Extract the line that contains "water in this photo." and every line after it to the end of the records below, exactly as written and nothing else.

.....

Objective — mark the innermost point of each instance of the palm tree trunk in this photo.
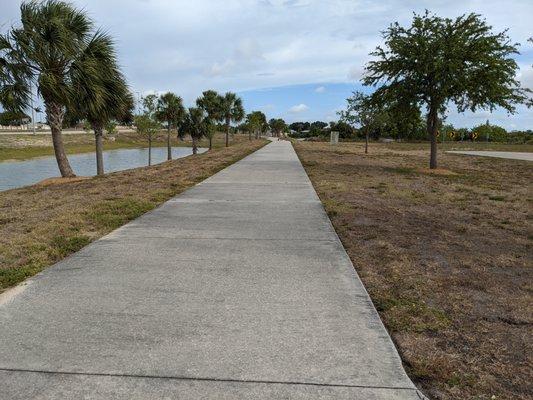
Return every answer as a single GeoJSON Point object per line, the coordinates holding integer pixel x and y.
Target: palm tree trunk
{"type": "Point", "coordinates": [169, 148]}
{"type": "Point", "coordinates": [194, 145]}
{"type": "Point", "coordinates": [149, 150]}
{"type": "Point", "coordinates": [55, 113]}
{"type": "Point", "coordinates": [432, 121]}
{"type": "Point", "coordinates": [98, 136]}
{"type": "Point", "coordinates": [227, 131]}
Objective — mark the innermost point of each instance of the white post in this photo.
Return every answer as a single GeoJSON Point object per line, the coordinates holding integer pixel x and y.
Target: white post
{"type": "Point", "coordinates": [32, 108]}
{"type": "Point", "coordinates": [334, 138]}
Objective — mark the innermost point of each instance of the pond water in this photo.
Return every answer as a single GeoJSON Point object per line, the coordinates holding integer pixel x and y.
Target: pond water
{"type": "Point", "coordinates": [14, 174]}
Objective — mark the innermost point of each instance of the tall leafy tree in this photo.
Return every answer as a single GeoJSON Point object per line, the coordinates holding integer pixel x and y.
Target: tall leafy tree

.....

REPLY TO THE EXERCISE:
Objective — mark the innermost point of each instance of the pond water in this photo.
Return every answer as a single GeoJSON Point object per line, the coordinates holding integer pixel x and y.
Target: pond water
{"type": "Point", "coordinates": [14, 174]}
Objective — mark the innermost point of each instance of the tall leafy tree in this photo.
Return every answer as a single GeoJSON Point object per line, the coordinates holding integer pixel x and y.
Target: tall leafy tree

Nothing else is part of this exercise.